> **Source records**:
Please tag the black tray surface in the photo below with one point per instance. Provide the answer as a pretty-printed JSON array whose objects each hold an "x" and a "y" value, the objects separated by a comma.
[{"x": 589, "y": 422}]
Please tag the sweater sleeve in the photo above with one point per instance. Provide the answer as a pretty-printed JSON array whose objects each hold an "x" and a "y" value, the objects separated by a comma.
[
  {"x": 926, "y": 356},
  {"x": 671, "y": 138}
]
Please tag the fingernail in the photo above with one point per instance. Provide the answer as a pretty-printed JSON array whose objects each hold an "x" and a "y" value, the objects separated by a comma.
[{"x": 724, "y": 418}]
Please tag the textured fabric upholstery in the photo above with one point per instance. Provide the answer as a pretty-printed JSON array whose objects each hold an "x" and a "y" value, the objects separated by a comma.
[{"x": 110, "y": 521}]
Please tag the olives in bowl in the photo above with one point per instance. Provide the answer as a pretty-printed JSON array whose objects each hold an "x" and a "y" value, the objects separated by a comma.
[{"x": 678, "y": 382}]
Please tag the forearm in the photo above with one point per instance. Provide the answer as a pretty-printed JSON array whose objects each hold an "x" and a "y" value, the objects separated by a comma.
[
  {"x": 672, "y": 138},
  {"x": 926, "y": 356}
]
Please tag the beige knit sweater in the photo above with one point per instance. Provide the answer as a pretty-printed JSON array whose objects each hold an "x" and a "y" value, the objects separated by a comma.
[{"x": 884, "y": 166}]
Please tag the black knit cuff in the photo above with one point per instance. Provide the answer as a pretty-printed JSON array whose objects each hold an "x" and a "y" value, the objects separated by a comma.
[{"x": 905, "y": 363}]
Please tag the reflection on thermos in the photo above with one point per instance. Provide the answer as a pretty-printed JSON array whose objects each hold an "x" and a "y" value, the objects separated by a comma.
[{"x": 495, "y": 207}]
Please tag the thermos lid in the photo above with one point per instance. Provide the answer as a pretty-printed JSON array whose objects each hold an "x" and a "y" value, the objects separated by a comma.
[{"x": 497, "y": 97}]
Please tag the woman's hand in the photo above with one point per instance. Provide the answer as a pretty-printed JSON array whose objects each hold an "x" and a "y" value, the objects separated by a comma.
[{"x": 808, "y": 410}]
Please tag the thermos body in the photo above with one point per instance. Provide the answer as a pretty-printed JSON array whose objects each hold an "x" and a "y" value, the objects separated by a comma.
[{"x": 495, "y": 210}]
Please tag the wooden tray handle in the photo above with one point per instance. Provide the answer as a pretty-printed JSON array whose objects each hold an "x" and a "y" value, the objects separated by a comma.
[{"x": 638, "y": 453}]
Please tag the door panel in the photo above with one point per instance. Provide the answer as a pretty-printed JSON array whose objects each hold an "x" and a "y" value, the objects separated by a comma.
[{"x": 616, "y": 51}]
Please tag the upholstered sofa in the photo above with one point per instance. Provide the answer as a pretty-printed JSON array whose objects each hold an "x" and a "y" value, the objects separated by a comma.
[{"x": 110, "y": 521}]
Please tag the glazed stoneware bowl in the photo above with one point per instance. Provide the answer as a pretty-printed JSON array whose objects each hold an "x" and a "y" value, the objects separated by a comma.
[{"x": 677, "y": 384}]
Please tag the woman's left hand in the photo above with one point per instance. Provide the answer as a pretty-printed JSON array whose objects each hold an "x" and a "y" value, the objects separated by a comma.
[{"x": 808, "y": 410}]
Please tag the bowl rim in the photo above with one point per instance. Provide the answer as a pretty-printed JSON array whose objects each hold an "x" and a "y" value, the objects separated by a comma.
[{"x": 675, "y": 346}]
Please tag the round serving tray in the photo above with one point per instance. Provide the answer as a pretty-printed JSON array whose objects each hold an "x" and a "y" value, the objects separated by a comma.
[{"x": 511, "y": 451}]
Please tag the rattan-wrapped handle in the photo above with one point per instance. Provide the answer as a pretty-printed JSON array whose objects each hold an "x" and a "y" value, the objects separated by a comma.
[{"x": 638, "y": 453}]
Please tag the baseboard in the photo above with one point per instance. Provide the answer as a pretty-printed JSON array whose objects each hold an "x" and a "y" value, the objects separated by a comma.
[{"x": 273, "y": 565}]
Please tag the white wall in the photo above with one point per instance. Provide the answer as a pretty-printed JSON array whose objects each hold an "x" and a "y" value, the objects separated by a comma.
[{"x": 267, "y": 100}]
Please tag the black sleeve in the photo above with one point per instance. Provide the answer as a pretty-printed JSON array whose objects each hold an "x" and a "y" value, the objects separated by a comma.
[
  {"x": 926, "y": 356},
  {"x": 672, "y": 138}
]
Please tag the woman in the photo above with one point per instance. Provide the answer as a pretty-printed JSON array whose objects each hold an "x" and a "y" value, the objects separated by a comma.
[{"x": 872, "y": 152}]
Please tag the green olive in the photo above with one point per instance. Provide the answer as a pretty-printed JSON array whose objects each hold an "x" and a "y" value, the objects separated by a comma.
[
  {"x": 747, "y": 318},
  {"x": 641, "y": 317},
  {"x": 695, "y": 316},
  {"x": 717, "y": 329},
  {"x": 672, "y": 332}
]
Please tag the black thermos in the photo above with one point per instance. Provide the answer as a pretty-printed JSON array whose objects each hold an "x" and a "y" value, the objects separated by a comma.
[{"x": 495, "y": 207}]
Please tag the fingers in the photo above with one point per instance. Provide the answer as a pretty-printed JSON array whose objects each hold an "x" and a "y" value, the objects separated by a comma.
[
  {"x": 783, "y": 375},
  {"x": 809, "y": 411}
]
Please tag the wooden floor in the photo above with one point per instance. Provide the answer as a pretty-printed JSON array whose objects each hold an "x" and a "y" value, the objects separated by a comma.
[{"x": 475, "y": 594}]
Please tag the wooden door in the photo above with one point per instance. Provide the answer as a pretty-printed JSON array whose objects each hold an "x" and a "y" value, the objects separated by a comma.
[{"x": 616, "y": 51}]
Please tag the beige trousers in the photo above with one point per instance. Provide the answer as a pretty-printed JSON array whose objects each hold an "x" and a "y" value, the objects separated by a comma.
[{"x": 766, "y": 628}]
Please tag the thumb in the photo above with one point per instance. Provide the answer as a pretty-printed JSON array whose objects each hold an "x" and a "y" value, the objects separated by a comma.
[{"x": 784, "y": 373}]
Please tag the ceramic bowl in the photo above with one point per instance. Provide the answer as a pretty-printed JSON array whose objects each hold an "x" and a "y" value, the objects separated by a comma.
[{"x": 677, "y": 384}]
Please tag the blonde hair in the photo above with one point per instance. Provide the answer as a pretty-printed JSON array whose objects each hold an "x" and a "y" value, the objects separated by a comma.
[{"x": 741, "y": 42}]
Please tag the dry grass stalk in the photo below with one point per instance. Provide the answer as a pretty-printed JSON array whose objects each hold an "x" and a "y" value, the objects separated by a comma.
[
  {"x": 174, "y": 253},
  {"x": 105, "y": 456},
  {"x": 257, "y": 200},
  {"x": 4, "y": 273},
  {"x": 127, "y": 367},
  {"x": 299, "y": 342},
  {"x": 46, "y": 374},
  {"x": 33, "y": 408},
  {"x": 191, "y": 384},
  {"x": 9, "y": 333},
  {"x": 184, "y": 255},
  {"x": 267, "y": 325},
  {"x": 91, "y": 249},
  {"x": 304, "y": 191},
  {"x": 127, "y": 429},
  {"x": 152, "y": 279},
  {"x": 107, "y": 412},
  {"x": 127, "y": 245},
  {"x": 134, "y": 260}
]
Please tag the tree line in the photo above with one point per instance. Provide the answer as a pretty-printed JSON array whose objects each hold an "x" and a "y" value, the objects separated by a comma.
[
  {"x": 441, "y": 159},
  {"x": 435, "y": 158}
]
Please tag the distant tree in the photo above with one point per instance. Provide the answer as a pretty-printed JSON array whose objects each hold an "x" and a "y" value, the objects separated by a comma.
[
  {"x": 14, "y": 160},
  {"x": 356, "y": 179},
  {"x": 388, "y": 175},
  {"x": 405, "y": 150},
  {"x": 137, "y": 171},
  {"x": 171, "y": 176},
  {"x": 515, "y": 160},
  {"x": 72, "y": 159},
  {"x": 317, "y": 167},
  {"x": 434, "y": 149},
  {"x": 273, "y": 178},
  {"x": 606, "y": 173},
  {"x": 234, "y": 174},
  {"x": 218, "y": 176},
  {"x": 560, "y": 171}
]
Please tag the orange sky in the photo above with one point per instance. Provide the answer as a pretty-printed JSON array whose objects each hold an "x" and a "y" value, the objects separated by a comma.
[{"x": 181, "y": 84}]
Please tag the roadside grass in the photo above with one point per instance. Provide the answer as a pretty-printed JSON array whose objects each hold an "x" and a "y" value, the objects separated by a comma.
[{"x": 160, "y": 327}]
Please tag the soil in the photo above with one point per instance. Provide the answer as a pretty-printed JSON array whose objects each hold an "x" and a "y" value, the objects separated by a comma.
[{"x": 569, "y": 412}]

> **What to produce**:
Reproduce the data from the line containing "Please tag the distant" through the end of the data, inclusive, swapping "orange sky" for "evening sky" and leaving everything else unchanged.

> **Exercise solution**:
Please tag the distant tree in the photo above with one point per instance. Provide the answer as a pretty-printed JSON array whose objects each hold an "x" and a "y" value, the objects separated by a comma.
[
  {"x": 14, "y": 160},
  {"x": 356, "y": 179},
  {"x": 388, "y": 175},
  {"x": 405, "y": 150},
  {"x": 137, "y": 171},
  {"x": 171, "y": 176},
  {"x": 515, "y": 160},
  {"x": 72, "y": 159},
  {"x": 317, "y": 167},
  {"x": 434, "y": 149},
  {"x": 273, "y": 178},
  {"x": 606, "y": 173},
  {"x": 234, "y": 174},
  {"x": 218, "y": 176},
  {"x": 560, "y": 171}
]
Please tag the evening sky in the photo above with one point per instance. Provide the answer as a pretty-printed JSON array whose objects each hold an "x" and a "y" value, the objects separated by a comma.
[{"x": 181, "y": 84}]
Please tag the roadside grass in the photo above with one point per instance. Provide the answer as a pretty-printed JSON array whose objects each hold an "x" and a "y" value, the objects separated by a comma.
[{"x": 160, "y": 327}]
Please tag the soil in the photo above with one point per instance. Provide the answer as a pretty-printed JSON array whose objects each hold an "x" and a "y" value, the objects separated by a comma.
[{"x": 569, "y": 412}]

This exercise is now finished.